EXERCISE DIRECTIONS:
Repeat, exactly and in full, the lines of the listing below, but without any pictures.
— Begin —
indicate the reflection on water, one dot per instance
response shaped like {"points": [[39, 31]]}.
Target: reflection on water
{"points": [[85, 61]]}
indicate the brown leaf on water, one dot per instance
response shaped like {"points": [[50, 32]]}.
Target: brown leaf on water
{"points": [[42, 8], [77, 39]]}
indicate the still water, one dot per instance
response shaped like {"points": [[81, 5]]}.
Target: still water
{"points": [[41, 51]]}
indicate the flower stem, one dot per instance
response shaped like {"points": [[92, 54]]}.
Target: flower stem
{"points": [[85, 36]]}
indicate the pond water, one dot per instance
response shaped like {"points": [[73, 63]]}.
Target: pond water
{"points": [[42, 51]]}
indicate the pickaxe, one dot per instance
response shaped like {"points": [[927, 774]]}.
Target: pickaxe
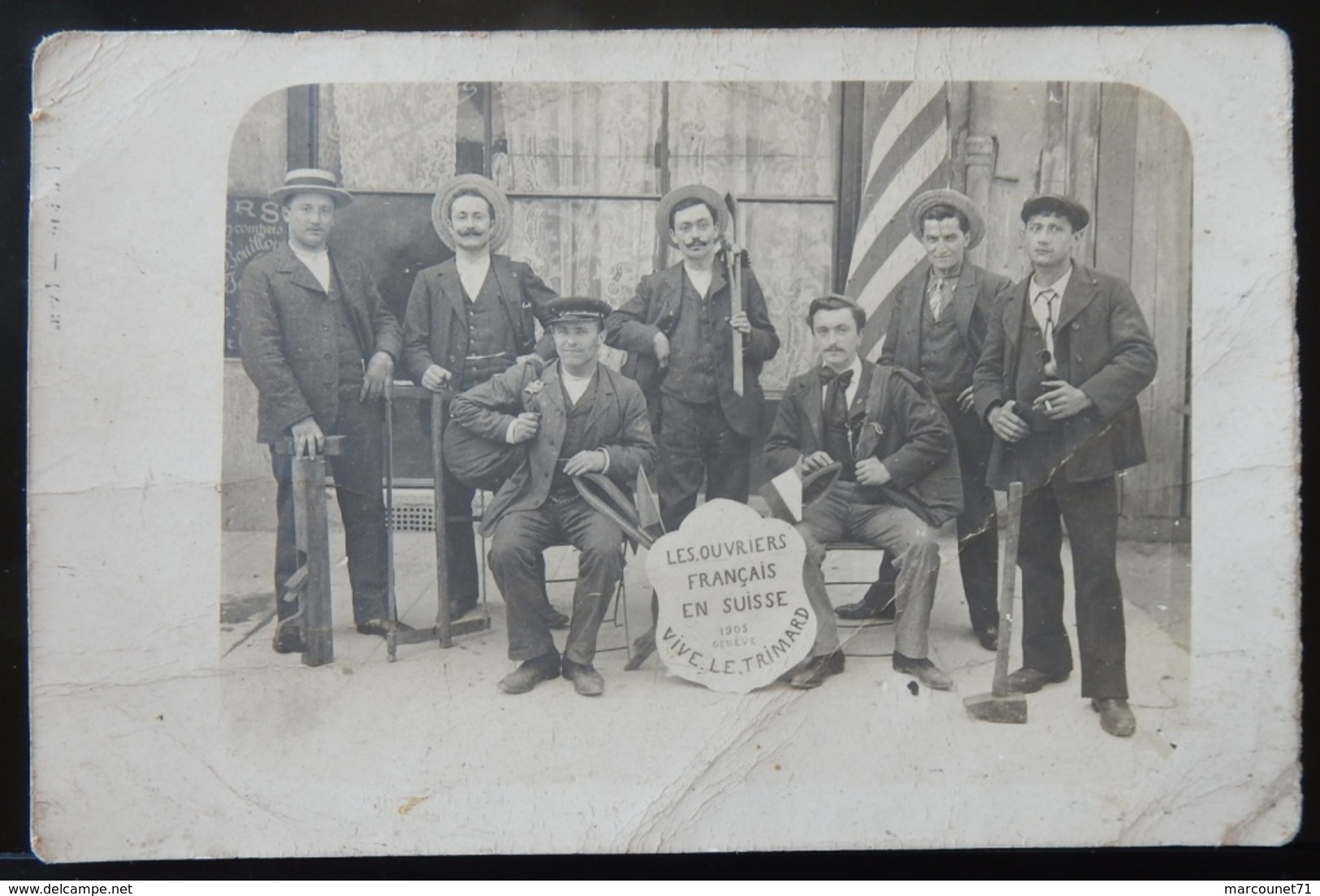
{"points": [[999, 705]]}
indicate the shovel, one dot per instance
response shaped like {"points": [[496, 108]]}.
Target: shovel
{"points": [[999, 705]]}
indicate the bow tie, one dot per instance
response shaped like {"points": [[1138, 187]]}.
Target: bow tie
{"points": [[845, 379]]}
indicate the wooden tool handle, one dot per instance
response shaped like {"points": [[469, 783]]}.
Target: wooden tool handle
{"points": [[1007, 590]]}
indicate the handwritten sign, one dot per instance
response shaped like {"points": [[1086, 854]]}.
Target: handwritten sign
{"points": [[734, 614], [253, 226]]}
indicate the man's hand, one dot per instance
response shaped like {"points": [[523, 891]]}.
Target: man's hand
{"points": [[585, 462], [1007, 425], [870, 471], [661, 346], [379, 376], [524, 428], [1064, 400], [967, 400], [436, 378], [308, 439], [815, 461]]}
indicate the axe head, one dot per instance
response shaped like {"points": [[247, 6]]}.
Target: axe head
{"points": [[1010, 709]]}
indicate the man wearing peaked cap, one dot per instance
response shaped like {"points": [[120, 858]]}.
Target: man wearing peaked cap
{"points": [[577, 418], [320, 344], [1064, 359], [468, 319], [898, 481], [679, 331], [936, 330]]}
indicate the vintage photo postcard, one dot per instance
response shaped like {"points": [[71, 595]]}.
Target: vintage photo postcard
{"points": [[661, 441]]}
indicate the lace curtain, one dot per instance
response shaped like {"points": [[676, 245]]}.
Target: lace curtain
{"points": [[390, 137], [773, 141]]}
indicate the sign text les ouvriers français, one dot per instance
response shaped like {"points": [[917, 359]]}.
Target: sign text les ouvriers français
{"points": [[733, 610]]}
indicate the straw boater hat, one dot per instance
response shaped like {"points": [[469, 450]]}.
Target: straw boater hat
{"points": [[675, 197], [923, 202], [1056, 205], [487, 189], [312, 180]]}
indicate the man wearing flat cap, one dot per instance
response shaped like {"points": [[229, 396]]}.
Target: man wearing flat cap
{"points": [[468, 319], [679, 331], [577, 418], [936, 330], [1064, 359], [320, 344]]}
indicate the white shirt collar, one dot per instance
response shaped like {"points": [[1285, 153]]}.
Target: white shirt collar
{"points": [[1060, 285], [851, 387], [473, 274]]}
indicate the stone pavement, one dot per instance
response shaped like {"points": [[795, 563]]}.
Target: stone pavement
{"points": [[656, 763]]}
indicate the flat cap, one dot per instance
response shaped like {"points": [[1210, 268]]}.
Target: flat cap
{"points": [[1052, 203], [569, 309]]}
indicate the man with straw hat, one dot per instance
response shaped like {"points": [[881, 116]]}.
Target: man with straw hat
{"points": [[468, 319], [679, 331], [320, 344], [937, 327]]}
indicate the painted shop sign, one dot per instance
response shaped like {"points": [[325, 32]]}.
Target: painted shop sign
{"points": [[734, 614]]}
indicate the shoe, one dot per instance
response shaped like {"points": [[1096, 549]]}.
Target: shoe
{"points": [[1115, 718], [288, 639], [1028, 682], [522, 680], [553, 618], [817, 669], [923, 671], [586, 680], [374, 627]]}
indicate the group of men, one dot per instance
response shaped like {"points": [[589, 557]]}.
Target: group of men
— End —
TASK RESULT:
indicate the reflection on water, one dot per instance
response shaped like {"points": [[39, 31]]}.
Target: reflection on water
{"points": [[85, 61]]}
indicate the brown leaf on water, one dot per instance
response shaped like {"points": [[50, 32]]}.
Target: brown leaf on water
{"points": [[42, 8], [77, 39]]}
indicate the still water, one dot per instance
response shaped like {"points": [[81, 5]]}.
Target: still water
{"points": [[41, 51]]}
indicate the flower stem, one dot per instance
response shaped like {"points": [[92, 54]]}.
Target: flower stem
{"points": [[85, 36]]}
indicate the pond water, one dot per instance
response shaped like {"points": [[73, 63]]}.
Target: pond water
{"points": [[42, 51]]}
indicate the pickaxe, one dot per instance
response shaped like {"points": [[927, 774]]}.
Target: pickaxe
{"points": [[999, 705]]}
indicate the shovel, one dot per instance
response shaped like {"points": [[496, 108]]}.
Target: shovel
{"points": [[999, 705]]}
indicate the bow tie, one dot per instance
response shaped like {"points": [[1138, 187]]}.
Target: bow tie
{"points": [[845, 379]]}
indicate the wooden tool handle, one dot per instance
response shaped like {"points": [[469, 783]]}.
Target: wooden tool handle
{"points": [[1007, 590]]}
indicate the handwritten sign, one dot per instance
response shaped like {"points": [[1086, 854]]}.
Target: handwritten sign
{"points": [[734, 614], [253, 226]]}
indicate the man's hand, one dot per instance
response shaped like {"points": [[523, 891]]}.
Target: man's hand
{"points": [[585, 462], [1007, 425], [870, 471], [661, 346], [379, 376], [524, 428], [1064, 400], [967, 400], [436, 378], [308, 439], [815, 461]]}
indicate the axe head, one dot per instance
response shaped like {"points": [[247, 6]]}.
Target: axe head
{"points": [[1010, 709]]}
indicate the man wearing peaked cap, one dot per instance
response shaped like {"points": [[120, 858]]}.
Target: man wearing peaked cap
{"points": [[577, 418], [320, 344], [1064, 359], [468, 319], [898, 481], [679, 331], [936, 330]]}
indicate the vintage photo postcard, one dot per instance
response shaped like {"points": [[71, 595]]}.
Target: vintage photo postcard
{"points": [[661, 441]]}
indicate the lace curtain, one dot per instance
response shaped like {"points": [[676, 245]]}.
Target: lace curtain
{"points": [[390, 137], [773, 141]]}
indicate the sign text les ouvriers français, one dot per instance
response shaped like {"points": [[917, 359]]}.
Target: sign text les ouvriers français
{"points": [[733, 610]]}
indicate the straw boater hat, one dot per instance
response shaped like {"points": [[469, 450]]}.
Target: straw boater hat
{"points": [[675, 197], [923, 202], [1056, 205], [487, 189], [312, 180]]}
indicate the man wearing flat cap, one dot per instance
response shaped like {"points": [[229, 396]]}.
Target: man wearing flat cap
{"points": [[468, 319], [679, 331], [577, 418], [936, 330], [1064, 359], [320, 344]]}
indicate the white shirt collar, one dot per instance
response shaped like {"points": [[1285, 153]]}.
Target: white shirt collar
{"points": [[1060, 285], [851, 387], [473, 274]]}
indicate the stone pavement, one dot per instance
response shaped like {"points": [[795, 563]]}.
Target: stone pavement
{"points": [[656, 763]]}
indicate the flat cap, one dot per instance
response shaped like {"points": [[1210, 268]]}.
Target: flat cap
{"points": [[1052, 203], [569, 309]]}
indicate the man with straw hat, one dot per instance
response shaped like {"points": [[881, 116]]}.
Target: man with straw hat
{"points": [[468, 319], [679, 331], [320, 344], [937, 327]]}
indicate the painted shop sign, one dot per instance
response shaped like {"points": [[325, 32]]}.
Target: painted shop sign
{"points": [[734, 614]]}
indicate the shoe, one dot per instance
response shaped like {"points": [[1096, 549]]}.
Target: shoe
{"points": [[1115, 718], [288, 639], [1028, 682], [522, 680], [553, 618], [817, 669], [923, 671], [586, 680], [374, 627]]}
indicate the group of men, one dot per instance
response shaped like {"points": [[589, 557]]}.
Target: group of men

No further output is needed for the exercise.